→ **Task instructions**: In the listing below, find the line with "Mark one point on every instance of the distant" and the line with "Mark one point on every instance of the paving". Repeat those two lines and all lines between them exactly.

== Segment start ==

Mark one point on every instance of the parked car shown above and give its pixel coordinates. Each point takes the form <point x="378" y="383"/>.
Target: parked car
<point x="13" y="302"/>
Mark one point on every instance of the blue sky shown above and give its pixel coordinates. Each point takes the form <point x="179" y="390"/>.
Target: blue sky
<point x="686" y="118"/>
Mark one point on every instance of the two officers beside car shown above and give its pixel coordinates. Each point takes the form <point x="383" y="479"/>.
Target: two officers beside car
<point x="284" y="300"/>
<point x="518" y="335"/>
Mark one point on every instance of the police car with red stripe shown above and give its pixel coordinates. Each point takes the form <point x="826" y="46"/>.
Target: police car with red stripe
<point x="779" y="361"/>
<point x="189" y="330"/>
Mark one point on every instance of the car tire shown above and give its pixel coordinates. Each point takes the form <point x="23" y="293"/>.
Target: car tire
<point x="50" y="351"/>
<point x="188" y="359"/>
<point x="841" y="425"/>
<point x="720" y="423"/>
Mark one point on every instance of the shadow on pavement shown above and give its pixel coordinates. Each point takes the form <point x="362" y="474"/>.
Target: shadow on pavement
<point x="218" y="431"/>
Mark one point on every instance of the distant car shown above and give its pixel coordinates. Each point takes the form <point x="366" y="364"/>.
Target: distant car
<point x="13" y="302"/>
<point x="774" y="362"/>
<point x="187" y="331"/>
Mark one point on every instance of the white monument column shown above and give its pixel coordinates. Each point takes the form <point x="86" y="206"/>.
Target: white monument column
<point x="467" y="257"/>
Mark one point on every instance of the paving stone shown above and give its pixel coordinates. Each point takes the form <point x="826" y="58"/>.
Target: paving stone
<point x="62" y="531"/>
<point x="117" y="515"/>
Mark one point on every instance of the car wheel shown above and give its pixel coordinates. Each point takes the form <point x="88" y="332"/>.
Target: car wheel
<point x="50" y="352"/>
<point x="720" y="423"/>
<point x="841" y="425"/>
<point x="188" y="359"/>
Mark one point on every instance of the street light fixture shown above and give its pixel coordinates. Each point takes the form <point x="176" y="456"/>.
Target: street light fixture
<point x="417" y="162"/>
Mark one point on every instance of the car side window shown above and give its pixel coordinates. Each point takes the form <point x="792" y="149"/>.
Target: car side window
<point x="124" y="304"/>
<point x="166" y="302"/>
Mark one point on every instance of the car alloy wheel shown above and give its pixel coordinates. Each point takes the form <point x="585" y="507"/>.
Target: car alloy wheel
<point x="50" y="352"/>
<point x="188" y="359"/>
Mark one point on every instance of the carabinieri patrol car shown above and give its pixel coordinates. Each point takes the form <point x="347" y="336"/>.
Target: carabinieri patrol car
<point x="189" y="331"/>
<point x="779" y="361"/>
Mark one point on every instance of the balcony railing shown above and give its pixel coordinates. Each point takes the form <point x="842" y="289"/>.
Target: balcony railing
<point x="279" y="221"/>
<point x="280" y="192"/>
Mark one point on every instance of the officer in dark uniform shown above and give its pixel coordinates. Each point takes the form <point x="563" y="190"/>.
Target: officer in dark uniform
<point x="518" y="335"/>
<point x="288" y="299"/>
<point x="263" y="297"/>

== Segment end ==

→ **Task answer**:
Mark one point on every instance of the distant car shown above and give its pixel coordinates. Each point takes the form <point x="366" y="364"/>.
Target: distant car
<point x="13" y="302"/>
<point x="774" y="362"/>
<point x="187" y="331"/>
Mark one point on every instance of the white monument column shown above and give its pixel coordinates. Each point takes the form <point x="86" y="206"/>.
Target: white monument column
<point x="467" y="257"/>
Mark one point on every instance of the paving stone shown above and give its pixel coordinates. Each point takes the form <point x="826" y="58"/>.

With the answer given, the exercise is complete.